**Do this:**
Rewrite the part of the entries that opens with the line containing "[tag] motorcycle: a pin per instance" and closes at the end of the entries, swapping "plastic bag" for "polythene bag" and leaving everything else unchanged.

**The data:**
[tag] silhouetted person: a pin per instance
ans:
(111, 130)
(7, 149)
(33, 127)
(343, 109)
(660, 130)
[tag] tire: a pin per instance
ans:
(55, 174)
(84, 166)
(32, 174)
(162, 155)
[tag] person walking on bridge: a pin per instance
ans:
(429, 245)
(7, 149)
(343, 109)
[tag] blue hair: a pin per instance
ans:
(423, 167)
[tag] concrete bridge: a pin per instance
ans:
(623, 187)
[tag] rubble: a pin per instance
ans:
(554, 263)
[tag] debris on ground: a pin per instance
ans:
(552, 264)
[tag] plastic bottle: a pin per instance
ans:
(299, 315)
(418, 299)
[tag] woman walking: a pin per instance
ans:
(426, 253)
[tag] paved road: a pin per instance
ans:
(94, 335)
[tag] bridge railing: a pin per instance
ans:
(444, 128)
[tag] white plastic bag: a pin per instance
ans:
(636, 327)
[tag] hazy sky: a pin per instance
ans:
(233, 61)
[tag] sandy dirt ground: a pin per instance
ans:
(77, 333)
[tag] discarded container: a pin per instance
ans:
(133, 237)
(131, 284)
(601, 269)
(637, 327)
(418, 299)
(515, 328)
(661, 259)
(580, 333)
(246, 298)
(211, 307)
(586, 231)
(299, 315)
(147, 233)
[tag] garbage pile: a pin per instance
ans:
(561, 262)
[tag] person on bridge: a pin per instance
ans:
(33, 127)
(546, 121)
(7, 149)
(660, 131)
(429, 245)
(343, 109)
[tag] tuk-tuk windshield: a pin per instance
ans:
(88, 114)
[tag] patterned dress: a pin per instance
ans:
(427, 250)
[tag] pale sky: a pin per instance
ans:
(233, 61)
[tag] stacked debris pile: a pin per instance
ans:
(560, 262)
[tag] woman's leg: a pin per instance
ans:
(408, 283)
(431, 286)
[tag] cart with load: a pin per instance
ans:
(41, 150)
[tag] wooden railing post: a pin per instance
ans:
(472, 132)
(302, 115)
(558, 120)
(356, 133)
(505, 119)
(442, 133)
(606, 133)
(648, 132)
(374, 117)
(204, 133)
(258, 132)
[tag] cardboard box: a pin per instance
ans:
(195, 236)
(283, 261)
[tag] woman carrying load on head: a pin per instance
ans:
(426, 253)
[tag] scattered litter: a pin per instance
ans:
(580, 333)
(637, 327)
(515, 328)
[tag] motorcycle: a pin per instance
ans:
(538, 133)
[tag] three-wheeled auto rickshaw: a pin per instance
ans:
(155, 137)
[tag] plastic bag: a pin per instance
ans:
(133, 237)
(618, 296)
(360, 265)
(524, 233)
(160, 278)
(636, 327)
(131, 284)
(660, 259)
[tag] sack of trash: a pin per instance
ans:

**Full solution:**
[tag] motorcycle: a pin per instance
ans:
(538, 133)
[tag] three-wheeled auto rickshaw: a pin per instance
ans:
(155, 137)
[tag] polythene bag: a pin per instance
ans:
(133, 237)
(618, 296)
(360, 265)
(524, 233)
(160, 278)
(636, 327)
(131, 284)
(660, 259)
[tag] sack of trash: a pin per instance
ans:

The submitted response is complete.